== MATERIAL FOR THIS EXERCISE ==

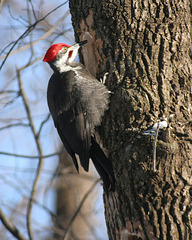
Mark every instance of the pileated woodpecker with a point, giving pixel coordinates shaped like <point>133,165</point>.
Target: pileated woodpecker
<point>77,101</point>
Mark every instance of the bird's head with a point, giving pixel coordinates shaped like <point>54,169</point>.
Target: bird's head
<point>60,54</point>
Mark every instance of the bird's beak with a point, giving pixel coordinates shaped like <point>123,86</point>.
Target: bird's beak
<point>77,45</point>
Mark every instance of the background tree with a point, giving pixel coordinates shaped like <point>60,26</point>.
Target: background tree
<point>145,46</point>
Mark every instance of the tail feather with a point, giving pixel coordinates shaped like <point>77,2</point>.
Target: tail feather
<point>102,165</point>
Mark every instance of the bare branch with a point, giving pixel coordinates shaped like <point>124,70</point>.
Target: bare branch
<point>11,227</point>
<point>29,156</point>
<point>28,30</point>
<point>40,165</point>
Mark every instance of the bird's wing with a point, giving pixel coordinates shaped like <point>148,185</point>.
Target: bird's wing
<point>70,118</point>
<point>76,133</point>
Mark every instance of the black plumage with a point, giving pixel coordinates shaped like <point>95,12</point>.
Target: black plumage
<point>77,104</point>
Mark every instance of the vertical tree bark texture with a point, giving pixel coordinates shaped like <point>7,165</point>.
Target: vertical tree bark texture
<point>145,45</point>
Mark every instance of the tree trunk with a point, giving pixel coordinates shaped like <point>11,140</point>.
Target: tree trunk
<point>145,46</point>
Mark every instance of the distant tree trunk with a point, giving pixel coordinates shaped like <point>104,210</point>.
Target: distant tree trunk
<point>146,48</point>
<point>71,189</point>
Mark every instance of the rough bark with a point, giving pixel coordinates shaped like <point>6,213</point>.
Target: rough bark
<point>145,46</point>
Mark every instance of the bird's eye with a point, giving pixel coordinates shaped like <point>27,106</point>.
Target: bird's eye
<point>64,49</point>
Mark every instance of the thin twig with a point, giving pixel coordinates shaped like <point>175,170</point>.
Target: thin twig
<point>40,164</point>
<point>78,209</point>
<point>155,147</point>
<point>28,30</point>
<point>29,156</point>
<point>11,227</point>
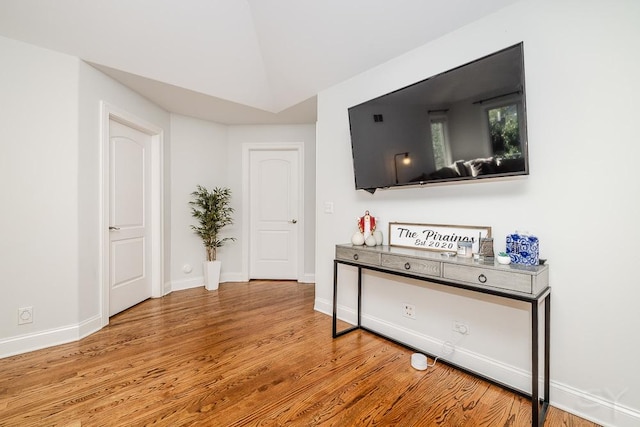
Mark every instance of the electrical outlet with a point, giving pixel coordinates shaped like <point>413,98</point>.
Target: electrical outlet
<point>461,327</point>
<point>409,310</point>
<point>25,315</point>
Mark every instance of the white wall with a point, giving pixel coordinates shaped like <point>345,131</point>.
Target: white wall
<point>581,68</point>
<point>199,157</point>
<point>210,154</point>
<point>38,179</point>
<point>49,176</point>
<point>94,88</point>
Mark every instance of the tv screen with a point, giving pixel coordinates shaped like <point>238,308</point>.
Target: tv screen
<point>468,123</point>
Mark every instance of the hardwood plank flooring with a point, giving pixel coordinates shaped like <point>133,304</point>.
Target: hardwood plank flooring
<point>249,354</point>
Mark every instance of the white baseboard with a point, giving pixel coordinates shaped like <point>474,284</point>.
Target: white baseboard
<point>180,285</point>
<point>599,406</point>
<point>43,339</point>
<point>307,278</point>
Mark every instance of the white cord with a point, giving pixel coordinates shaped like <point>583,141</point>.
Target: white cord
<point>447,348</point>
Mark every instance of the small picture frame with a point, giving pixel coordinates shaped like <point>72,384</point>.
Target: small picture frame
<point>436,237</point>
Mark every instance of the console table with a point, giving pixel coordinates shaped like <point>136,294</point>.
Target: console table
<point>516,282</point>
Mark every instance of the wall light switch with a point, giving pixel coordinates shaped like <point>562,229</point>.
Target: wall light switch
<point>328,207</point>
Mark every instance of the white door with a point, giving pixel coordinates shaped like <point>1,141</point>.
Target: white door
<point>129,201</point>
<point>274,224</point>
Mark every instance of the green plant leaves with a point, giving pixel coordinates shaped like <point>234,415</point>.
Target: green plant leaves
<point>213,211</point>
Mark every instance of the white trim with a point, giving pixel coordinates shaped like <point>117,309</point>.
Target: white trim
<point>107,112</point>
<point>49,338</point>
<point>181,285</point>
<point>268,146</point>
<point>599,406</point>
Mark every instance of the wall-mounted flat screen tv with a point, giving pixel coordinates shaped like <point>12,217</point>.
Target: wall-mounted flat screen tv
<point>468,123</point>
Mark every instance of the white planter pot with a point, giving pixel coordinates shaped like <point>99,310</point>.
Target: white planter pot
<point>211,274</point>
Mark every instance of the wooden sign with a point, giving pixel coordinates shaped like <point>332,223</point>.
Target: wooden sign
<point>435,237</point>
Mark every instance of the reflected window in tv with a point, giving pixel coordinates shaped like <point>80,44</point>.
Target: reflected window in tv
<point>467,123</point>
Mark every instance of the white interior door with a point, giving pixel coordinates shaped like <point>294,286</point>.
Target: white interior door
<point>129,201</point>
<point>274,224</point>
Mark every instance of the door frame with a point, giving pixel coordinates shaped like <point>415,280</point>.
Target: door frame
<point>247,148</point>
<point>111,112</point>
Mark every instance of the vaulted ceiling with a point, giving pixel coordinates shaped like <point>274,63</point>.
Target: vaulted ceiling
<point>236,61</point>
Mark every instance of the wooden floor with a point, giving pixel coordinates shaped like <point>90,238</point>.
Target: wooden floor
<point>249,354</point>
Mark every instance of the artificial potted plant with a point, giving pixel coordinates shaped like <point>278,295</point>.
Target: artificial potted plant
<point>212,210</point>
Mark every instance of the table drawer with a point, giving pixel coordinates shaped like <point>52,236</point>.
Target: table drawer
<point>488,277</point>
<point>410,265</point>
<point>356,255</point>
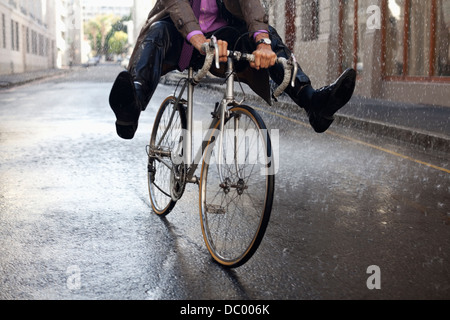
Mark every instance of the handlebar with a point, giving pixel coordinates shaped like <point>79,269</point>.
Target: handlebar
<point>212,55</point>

===

STATED PROBLEM:
Give back the whole listing as it stands, minus its pictures.

THE RESPONSE:
Mark every instance of the pileated woodpecker with a point, giving pixel coordinates shaped like <point>133,165</point>.
Target: pileated woodpecker
<point>77,101</point>
Mark every instance of the bird's head with a point, giving pixel coordinates shaped like <point>54,169</point>.
Target: bird's head
<point>60,54</point>
Mark every instance of the bird's beak with a point, giving pixel coordinates shaped like <point>123,86</point>.
Target: bird's beak
<point>77,45</point>
Mark every instance of the background tree with a point, giving pixel coordinates shaped like <point>60,26</point>.
Target: background tree
<point>145,46</point>
Mark every instance of the tail feather with a point, giving pixel coordinates shaped like <point>77,2</point>.
Target: tail feather
<point>102,165</point>
Mark every instance of the bare branch with a point, giving pixel coordinates shaped like <point>124,70</point>.
Target: bare branch
<point>11,227</point>
<point>29,156</point>
<point>28,30</point>
<point>40,165</point>
Mark every instance of the bird's wing with a point, giving pixel coordinates shaped like <point>148,185</point>.
Target: bird's wing
<point>70,118</point>
<point>76,133</point>
Mark every instance of the black plumage with a point, giving pixel coordinates shaped like <point>95,12</point>.
Target: black plumage
<point>77,104</point>
Mark every instance of the vertical tree bark texture with a point, giving pixel coordinates shaped like <point>7,165</point>.
Target: vertical tree bark texture
<point>145,45</point>
Mark every instance of the tree trunk with a point, giving pixel coordinates shaped like <point>11,140</point>.
Target: tree trunk
<point>145,46</point>
Mark every instance of the distant tree trunk with a point, giving pixel coordinates shaped like <point>104,210</point>.
Target: distant tree trunk
<point>146,48</point>
<point>71,189</point>
Mark every instance of the rough bark with a point, giving pixel coordinates shaped like <point>6,213</point>.
Target: rough bark
<point>145,46</point>
Mark every instance of the bird's eye with a point, giving pixel coordinates shaped like <point>27,106</point>.
Target: bird's eye
<point>64,49</point>
Mark every instance of the thin twig with a point, giving pixel coordinates shaped like <point>175,170</point>.
Target: thin twig
<point>40,164</point>
<point>78,209</point>
<point>155,147</point>
<point>28,30</point>
<point>29,156</point>
<point>11,227</point>
Mark every instance of the electrical outlet with a point, giving pixel coordinates shaped like <point>413,98</point>.
Target: electrical outlet
<point>461,327</point>
<point>409,310</point>
<point>25,315</point>
Mark every instance of the white wall with a point, giving pixel coordinates shaped like <point>345,131</point>.
Target: white wall
<point>581,68</point>
<point>199,157</point>
<point>210,154</point>
<point>38,179</point>
<point>49,176</point>
<point>94,88</point>
Mark every instance of the tv screen with a point, giving pixel coordinates shaped like <point>238,308</point>.
Target: tv screen
<point>468,123</point>
Mark every instance of the hardwood plank flooring with a point, giving pixel coordinates shaped like <point>133,304</point>.
Target: hardwood plank flooring
<point>249,354</point>
Mark every instance of the white baseboard with a point, giving pixel coordinates shaped like <point>474,284</point>.
Target: white baseboard
<point>180,285</point>
<point>599,406</point>
<point>43,339</point>
<point>307,278</point>
Mark every instance of the white cord with a point, giving pixel coordinates shaped like <point>583,141</point>.
Target: white cord
<point>447,348</point>
Mark every instance of the small picture frame with a point, giving pixel coordinates shaped like <point>72,384</point>.
Target: small picture frame
<point>436,237</point>
Mark every instance of the console table with a point, giving pixel coordinates shaped like <point>136,294</point>.
Target: console table
<point>516,282</point>
Mark every instance of the wall light switch with a point, giving pixel coordinates shaped like <point>562,229</point>.
Target: wall light switch
<point>328,207</point>
Mark every instance of the white door with a point, giving pixel coordinates shaped like <point>1,141</point>.
Target: white door
<point>129,201</point>
<point>274,224</point>
Mark every instance of the green plant leaves with a point, giving pixel coordinates shaped like <point>234,415</point>.
Target: green plant leaves
<point>213,211</point>
Mark every instance of the white trim with a point, giving pixel coordinates shaped like <point>117,309</point>.
Target: white trim
<point>107,112</point>
<point>49,338</point>
<point>181,285</point>
<point>268,146</point>
<point>599,406</point>
Mark every instance of the wall-mounted flat screen tv with a point, giving pixel coordinates shaped like <point>12,217</point>.
Target: wall-mounted flat screen tv
<point>468,123</point>
Mark every instance of the white planter pot with a point, giving pixel coordinates shaped like <point>99,310</point>.
Target: white planter pot
<point>211,274</point>
Mark every instance of the wooden sign with a point, giving pixel coordinates shaped like <point>332,223</point>.
Target: wooden sign
<point>435,237</point>
Mark every instance of the reflected window in tv with a point, giving pixel coordinates shaped like <point>80,44</point>.
Target: reflected window in tv
<point>467,123</point>
Mark every instance of the white interior door with a point, giving pixel coordinates shaped like <point>294,286</point>.
Target: white interior door
<point>129,201</point>
<point>274,224</point>
Mark every instance of the door frame with a point, giving pixel coordinates shaped like <point>415,280</point>.
Target: door frame
<point>247,148</point>
<point>111,112</point>
Mark every instance of the vaulted ceiling with a point, giving pixel coordinates shaped like <point>274,63</point>.
Target: vaulted ceiling
<point>236,61</point>
Mark every instance of the wooden floor with a point, giving pixel coordinates shaped like <point>90,238</point>.
Target: wooden floor
<point>249,354</point>
Mark every instance of the artificial potted plant with a point, giving pixel coordinates shaped like <point>278,295</point>.
Target: artificial potted plant
<point>212,210</point>
Mark every instance of the table drawer with a point, giving pixel coordinates shaped like <point>52,236</point>.
Target: table drawer
<point>488,277</point>
<point>410,265</point>
<point>356,255</point>
Mark every instance of the handlebar with a point, giving pixel coordinates shaped like <point>79,269</point>.
Target: handlebar
<point>212,55</point>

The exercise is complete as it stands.